┌──
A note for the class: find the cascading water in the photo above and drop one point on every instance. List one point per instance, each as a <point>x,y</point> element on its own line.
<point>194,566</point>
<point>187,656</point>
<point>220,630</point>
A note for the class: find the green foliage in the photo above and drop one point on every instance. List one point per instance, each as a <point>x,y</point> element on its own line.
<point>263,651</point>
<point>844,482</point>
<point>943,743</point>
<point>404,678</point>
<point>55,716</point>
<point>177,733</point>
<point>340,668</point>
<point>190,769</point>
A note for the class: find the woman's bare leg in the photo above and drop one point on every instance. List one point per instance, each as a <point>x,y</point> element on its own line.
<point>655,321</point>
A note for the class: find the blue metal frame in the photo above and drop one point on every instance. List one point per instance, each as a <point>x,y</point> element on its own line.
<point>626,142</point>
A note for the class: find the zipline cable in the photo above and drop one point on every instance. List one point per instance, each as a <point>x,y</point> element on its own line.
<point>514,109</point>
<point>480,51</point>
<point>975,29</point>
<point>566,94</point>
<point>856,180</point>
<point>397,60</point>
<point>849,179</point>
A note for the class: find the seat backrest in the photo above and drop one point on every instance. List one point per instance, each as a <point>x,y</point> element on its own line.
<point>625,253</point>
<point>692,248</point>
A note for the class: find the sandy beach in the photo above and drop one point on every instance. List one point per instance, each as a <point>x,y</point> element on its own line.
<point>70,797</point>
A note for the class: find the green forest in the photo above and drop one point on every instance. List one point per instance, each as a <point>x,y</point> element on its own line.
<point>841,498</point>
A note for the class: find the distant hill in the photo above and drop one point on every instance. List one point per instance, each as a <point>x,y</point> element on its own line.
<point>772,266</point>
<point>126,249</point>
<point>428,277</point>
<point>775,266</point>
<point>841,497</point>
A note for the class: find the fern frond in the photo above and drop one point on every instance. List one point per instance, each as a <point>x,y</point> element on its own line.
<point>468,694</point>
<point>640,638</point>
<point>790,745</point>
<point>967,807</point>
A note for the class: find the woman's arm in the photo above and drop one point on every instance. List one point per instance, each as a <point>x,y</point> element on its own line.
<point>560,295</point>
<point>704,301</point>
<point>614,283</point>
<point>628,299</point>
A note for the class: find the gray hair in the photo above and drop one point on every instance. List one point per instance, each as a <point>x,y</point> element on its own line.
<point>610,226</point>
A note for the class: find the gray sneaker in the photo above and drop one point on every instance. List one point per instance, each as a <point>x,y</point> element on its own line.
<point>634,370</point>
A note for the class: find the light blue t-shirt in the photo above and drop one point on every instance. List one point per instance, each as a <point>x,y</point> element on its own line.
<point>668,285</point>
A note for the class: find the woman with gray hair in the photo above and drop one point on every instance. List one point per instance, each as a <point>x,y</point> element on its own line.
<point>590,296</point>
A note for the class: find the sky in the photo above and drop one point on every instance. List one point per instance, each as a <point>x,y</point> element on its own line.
└──
## [What to produce]
Replace "drop one point" with "place one point" throughout the rows, from the start of the rows through the line that contains "<point>841,498</point>", and write out only those lines again. Leave every other word and line in that range unchanged.

## [Solution for this task]
A note for the class: find the cascading water in the photo above and place one point on every instance. List one point per instance, each as a <point>x,y</point> element on its own line.
<point>194,566</point>
<point>187,656</point>
<point>220,630</point>
A note for the class: find the green foliage in the photo above and place one point on every instance. List one point per instance, each as a <point>x,y</point> element on its own line.
<point>263,651</point>
<point>844,482</point>
<point>943,743</point>
<point>404,678</point>
<point>55,716</point>
<point>177,733</point>
<point>340,668</point>
<point>190,769</point>
A note for the class: find the woman's bare leg in the photo above and place one point on every instance. List one point per instance, each as a <point>x,y</point> element on its own line.
<point>655,321</point>
A note for the class: find the blue metal frame in the photo above and place one point on every instance. List one point per instance, each as a <point>x,y</point> element on its own line.
<point>626,142</point>
A note for the class: find the zipline cable in the photo above and place one point on every instance. List one point per instance, each as a <point>x,y</point> element on its own line.
<point>514,109</point>
<point>480,51</point>
<point>975,29</point>
<point>566,94</point>
<point>856,180</point>
<point>397,60</point>
<point>849,179</point>
A note for the class: find the seat backrest in the photo above and place one point on every instance. List one point per instance, each as a <point>x,y</point> element on its own line.
<point>625,253</point>
<point>692,248</point>
A note for the class: find the sandy beach in the photo above and place one point on every instance. List one point per instance, each as a <point>x,y</point> element on its own line.
<point>70,797</point>
A note for the class: find the green forest in the photo above and place one point on every instance. List one point per instance, each as a <point>x,y</point> element on its own line.
<point>841,498</point>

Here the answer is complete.